TEXT SEGMENT:
>>>
12 October , 2006Return to ABR website
Sunday, October 8. Back to Adelaide for the third, and final, delivery of the 2006 Australian Book Review/La Trobe University Annual Lecture. (High time, you might well think, for an acronym.) This year's lecturer is Professor Ian Donaldson, the noted authority on biography and on Ben Jonson. Ian has been untiring, first delivering the lecture in Canberra, at the National Library; then at La Trobe University; finally at the Art Gallery of South Australia. Somehow Ian also finds time to run the ANU's Humanities Research Centre and to finalise two not insignificant projects - the twenty-five volume Cambridge Edition of the Works of Ben Jonson (CUP) and the first major biography of Jonson in several decades, all to be published over the next two years.
<<<
REQUEST 1: Copy the passage from the diary entry about the annual lecture word for word, starting with "12 October , 2006Return" and going on through "next two years.".
REQUEST 2: Write the next part of the diary entry about the annual lecture, picking up after its last sentence.

ENTRIES:
>>>
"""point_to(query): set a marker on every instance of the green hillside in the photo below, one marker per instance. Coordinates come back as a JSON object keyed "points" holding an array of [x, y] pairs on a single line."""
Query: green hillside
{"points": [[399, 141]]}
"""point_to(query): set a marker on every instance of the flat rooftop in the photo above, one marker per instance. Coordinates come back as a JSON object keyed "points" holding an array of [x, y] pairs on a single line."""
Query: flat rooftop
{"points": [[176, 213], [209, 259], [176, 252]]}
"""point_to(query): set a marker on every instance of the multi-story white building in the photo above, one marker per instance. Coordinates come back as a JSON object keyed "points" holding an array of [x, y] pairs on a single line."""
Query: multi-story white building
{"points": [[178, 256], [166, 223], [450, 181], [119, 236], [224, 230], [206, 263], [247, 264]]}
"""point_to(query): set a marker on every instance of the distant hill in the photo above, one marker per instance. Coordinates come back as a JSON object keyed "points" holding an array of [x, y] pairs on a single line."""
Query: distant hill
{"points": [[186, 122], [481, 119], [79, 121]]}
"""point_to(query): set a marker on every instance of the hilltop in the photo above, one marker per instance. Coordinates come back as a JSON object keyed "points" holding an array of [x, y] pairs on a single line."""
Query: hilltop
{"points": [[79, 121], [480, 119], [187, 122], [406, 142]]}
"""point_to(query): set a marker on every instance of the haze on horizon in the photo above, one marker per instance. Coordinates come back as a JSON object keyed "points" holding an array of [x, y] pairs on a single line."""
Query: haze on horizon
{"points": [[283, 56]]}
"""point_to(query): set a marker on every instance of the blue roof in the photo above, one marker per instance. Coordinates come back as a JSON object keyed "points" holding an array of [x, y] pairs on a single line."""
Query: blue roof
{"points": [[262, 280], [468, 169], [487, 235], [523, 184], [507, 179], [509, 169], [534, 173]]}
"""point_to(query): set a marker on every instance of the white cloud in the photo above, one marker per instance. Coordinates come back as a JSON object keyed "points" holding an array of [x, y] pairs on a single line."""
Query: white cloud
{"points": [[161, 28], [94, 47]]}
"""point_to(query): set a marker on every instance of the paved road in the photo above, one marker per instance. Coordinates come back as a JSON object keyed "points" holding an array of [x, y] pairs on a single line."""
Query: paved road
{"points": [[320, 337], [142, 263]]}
<<<
ANSWER 1:
12 October , 2006Return to ABR website
Sunday, October 8. Back to Adelaide for the third, and final, delivery of the 2006 Australian Book Review/La Trobe University Annual Lecture. (High time, you might well think, for an acronym.) This year's lecturer is Professor Ian Donaldson, the noted authority on biography and on Ben Jonson. Ian has been untiring, first delivering the lecture in Canberra, at the National Library; then at La Trobe University; finally at the Art Gallery of South Australia. Somehow Ian also finds time to run the ANU's Humanities Research Centre and to finalise two not insignificant projects - the twenty-five volume Cambridge Edition of the Works of Ben Jonson (CUP) and the first major biography of Jonson in several decades, all to be published over the next two years.

ANSWER 2:
I lunch with Ian and his wife, Grazia Gunn, in the Gallery Café prior to lecture. Soon the café begins to fill with familiar faces: ABR readers, the ever-loyal volunteers (deeply chic in ABR T-shirts) who will help us to move them in and move them out. Also present is Professor Anne Edwards, Vice-Chancellor of Flinders University - our other university sponsor - along with many members of the School of Humanities, where ABR has an office. Good attenders, Adelaideans. We'll do more events here in 2007. Indeed, there are still two to come this year: Ronald de Leeuw, Director of the Rijksmuseum, on Monday, October 30 (Radford Auditorium); and Professor Glyn Davis, who will deliver the inaugural ABR/Flinders University Annual Lecturer on Thursday, November 30 (Flinders University).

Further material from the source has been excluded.